**** Data for processing ****

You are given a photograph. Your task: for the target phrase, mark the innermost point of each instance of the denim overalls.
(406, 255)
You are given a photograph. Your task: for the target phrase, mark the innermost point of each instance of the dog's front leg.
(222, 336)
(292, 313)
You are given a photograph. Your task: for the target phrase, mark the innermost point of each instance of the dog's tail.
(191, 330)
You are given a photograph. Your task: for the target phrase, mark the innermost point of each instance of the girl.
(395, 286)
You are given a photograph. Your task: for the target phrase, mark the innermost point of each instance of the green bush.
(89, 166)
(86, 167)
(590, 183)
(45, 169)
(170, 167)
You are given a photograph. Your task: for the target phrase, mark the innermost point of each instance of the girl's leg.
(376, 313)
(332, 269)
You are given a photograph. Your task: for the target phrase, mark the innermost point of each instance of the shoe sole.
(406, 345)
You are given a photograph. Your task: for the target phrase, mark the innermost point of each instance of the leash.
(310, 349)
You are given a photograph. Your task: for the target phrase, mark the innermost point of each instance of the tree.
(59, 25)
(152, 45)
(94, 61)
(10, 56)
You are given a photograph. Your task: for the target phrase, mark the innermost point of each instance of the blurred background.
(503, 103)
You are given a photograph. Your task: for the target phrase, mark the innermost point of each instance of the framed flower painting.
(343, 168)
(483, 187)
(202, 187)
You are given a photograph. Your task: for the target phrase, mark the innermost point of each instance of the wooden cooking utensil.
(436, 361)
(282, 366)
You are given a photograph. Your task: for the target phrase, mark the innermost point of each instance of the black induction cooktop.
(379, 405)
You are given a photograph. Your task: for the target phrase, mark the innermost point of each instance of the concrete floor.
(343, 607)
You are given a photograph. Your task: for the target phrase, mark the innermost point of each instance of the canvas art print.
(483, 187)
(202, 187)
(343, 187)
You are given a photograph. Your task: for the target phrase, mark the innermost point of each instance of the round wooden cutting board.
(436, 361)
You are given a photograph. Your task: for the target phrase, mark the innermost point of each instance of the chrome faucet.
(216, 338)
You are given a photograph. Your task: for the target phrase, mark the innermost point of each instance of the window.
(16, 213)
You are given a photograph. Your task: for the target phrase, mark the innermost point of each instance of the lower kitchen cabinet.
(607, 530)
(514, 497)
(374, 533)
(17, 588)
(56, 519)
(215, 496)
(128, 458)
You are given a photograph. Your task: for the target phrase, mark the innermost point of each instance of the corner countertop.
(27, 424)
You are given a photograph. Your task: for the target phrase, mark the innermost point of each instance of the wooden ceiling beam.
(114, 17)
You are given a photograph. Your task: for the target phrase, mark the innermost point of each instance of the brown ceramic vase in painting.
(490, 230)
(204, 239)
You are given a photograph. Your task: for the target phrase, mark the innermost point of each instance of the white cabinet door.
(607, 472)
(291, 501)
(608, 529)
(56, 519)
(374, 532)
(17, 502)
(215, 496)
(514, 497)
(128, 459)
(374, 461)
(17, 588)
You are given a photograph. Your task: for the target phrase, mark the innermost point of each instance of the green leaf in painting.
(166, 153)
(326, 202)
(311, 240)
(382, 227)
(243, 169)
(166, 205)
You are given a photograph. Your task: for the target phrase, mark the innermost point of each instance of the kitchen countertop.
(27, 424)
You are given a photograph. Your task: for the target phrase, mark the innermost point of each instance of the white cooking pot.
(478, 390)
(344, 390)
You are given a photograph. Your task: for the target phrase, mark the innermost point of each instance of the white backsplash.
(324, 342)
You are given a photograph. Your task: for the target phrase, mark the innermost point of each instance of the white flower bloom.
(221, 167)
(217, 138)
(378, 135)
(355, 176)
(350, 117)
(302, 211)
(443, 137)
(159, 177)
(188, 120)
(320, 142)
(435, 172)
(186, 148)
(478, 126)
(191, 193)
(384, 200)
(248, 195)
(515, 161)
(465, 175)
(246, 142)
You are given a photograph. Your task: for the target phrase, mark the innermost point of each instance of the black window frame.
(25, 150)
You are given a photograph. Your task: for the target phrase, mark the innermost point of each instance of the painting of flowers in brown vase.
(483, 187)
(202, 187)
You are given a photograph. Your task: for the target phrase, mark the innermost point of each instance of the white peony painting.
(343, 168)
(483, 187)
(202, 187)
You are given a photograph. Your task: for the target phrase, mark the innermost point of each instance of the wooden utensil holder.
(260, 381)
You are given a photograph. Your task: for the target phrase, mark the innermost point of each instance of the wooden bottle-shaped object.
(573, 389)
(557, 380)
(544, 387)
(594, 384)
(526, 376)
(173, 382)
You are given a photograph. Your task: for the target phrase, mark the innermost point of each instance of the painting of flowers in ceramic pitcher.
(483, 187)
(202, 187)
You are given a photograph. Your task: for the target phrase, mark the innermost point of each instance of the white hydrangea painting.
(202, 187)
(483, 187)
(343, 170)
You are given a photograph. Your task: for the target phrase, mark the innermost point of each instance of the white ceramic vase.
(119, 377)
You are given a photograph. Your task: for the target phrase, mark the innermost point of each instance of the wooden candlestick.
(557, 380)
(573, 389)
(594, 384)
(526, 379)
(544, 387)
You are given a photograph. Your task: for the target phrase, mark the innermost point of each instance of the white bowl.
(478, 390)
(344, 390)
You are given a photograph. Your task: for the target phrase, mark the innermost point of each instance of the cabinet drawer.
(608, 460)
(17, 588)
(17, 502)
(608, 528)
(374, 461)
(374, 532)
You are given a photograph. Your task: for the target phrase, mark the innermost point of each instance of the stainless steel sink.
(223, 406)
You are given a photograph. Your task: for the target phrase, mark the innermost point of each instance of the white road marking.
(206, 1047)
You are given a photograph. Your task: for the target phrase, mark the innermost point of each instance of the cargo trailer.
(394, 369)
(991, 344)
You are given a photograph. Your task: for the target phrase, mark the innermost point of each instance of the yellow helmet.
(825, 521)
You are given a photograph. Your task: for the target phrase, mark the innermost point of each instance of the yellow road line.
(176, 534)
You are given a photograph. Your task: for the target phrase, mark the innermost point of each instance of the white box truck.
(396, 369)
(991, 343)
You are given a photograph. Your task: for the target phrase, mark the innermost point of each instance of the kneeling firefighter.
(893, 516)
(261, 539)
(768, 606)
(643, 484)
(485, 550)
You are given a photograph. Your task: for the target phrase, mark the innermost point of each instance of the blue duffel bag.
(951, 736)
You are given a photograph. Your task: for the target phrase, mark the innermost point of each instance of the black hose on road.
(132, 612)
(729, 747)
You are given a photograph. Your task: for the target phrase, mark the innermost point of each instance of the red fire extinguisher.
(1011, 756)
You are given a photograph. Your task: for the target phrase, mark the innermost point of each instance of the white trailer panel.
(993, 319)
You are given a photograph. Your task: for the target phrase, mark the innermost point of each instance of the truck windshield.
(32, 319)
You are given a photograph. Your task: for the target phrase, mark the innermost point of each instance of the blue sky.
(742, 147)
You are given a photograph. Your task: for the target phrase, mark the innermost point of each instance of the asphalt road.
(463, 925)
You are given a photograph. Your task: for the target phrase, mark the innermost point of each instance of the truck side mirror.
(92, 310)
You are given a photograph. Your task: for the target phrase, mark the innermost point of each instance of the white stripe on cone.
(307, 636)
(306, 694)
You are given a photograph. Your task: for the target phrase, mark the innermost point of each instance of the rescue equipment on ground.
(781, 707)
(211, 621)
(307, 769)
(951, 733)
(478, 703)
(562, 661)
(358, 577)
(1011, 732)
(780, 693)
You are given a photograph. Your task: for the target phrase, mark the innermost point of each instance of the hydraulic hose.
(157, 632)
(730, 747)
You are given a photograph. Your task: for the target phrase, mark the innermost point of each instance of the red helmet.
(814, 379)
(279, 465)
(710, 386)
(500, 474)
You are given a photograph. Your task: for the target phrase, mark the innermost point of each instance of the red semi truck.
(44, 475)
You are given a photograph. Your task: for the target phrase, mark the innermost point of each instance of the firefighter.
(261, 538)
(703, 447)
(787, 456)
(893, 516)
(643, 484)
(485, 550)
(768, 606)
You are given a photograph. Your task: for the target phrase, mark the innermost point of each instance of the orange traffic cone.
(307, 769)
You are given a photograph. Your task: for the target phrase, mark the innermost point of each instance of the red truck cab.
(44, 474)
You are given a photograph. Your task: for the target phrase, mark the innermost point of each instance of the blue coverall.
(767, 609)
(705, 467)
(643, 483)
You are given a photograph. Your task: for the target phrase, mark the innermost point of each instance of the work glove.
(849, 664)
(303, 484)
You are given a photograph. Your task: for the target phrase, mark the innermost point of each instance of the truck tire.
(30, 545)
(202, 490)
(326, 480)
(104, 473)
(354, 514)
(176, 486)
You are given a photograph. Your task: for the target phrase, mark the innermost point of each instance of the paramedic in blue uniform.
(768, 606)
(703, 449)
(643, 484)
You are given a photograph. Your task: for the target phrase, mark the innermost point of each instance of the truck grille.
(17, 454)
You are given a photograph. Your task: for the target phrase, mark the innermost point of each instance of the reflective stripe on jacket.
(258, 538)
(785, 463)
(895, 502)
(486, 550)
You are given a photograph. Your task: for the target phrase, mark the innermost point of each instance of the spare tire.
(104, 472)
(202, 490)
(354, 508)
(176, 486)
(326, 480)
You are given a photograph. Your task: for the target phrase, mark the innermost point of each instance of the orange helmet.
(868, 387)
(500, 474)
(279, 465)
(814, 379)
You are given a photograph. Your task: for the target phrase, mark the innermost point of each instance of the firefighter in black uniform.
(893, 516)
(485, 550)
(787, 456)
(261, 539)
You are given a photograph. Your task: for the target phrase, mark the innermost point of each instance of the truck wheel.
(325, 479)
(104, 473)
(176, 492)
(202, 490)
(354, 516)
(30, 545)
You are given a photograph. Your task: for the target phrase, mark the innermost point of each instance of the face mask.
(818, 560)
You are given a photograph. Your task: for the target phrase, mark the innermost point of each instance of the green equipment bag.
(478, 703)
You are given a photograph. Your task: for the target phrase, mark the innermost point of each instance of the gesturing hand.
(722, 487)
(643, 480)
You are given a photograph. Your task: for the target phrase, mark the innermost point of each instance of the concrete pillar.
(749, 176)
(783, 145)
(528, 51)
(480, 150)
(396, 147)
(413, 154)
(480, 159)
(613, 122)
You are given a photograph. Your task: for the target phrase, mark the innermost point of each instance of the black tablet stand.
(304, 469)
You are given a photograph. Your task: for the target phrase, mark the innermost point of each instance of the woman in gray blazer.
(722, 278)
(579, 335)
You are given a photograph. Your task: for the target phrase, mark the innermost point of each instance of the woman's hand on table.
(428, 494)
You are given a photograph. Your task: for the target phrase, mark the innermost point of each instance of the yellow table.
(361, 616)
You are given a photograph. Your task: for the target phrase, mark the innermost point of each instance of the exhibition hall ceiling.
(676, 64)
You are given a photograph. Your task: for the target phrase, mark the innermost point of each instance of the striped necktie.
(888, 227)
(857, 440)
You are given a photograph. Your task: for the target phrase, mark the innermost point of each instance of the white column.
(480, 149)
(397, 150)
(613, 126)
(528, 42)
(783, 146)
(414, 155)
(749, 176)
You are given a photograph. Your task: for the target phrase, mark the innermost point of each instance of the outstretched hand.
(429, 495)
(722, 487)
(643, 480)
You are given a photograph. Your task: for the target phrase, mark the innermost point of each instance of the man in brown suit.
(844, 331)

****

- _Goal of the exercise_: Quote only the lines from the line containing "exhibition hall ceiling." through the end of the entries, keeping the first and the last.

- _Expected answer_:
You are given a photograph. Your task: for the target phrase, mark the innermost point of each instance of the exhibition hall ceiling.
(676, 64)
You are given a photograph. Your task: for the target phrase, mark the innermost point of each instance of the striped necktie.
(888, 227)
(857, 440)
You are given a photograph. Your task: for the target phrase, mark the innermost point of each instance of the white column.
(480, 149)
(397, 150)
(613, 126)
(528, 42)
(783, 146)
(414, 155)
(749, 176)
You are given a photograph. Your task: for the target phrase, mark the innermost point of each instance of the outstretched hand.
(429, 495)
(722, 487)
(643, 480)
You are given a photograph. Your task: for the target phrase, mark the innermost point of each instance of the man in brown suit.
(844, 331)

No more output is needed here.